EXERCISE REQUIREMENTS:
What you write must match, character for character, the lines from the one with "Every instance of" down to the one with "Target: man in white shirt" in the listing below, minus its pictures.

[MATERIAL FOR THE TASK — start]

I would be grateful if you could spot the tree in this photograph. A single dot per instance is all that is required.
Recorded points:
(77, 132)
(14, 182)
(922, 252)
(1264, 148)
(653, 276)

[MATERIAL FOR THE TASK — finish]
[MATERIAL FOR THE TASK — start]

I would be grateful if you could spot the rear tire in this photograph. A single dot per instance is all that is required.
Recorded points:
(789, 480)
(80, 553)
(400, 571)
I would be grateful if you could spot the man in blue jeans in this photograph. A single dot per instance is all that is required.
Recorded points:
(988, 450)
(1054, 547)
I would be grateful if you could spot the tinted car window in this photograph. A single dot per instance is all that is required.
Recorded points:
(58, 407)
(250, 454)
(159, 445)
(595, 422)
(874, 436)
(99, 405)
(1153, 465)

[MATERIAL FOR THE TASK — finish]
[MATERIAL FOR THE TASK — start]

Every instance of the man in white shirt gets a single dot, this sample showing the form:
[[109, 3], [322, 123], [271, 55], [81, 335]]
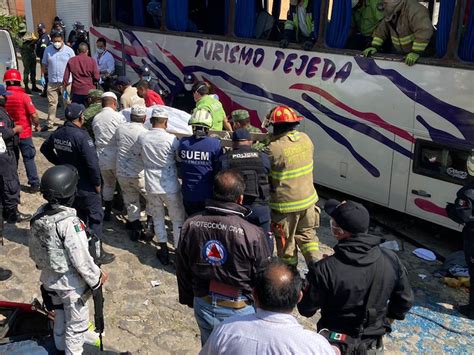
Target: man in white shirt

[MATERIAL FOR THE TASK — finish]

ANSWER FOR THE TASK:
Every instance of the man in white shirt gets a single dot, this sample showing the form:
[[109, 3], [322, 123], [271, 55], [81, 335]]
Target: man in white shirt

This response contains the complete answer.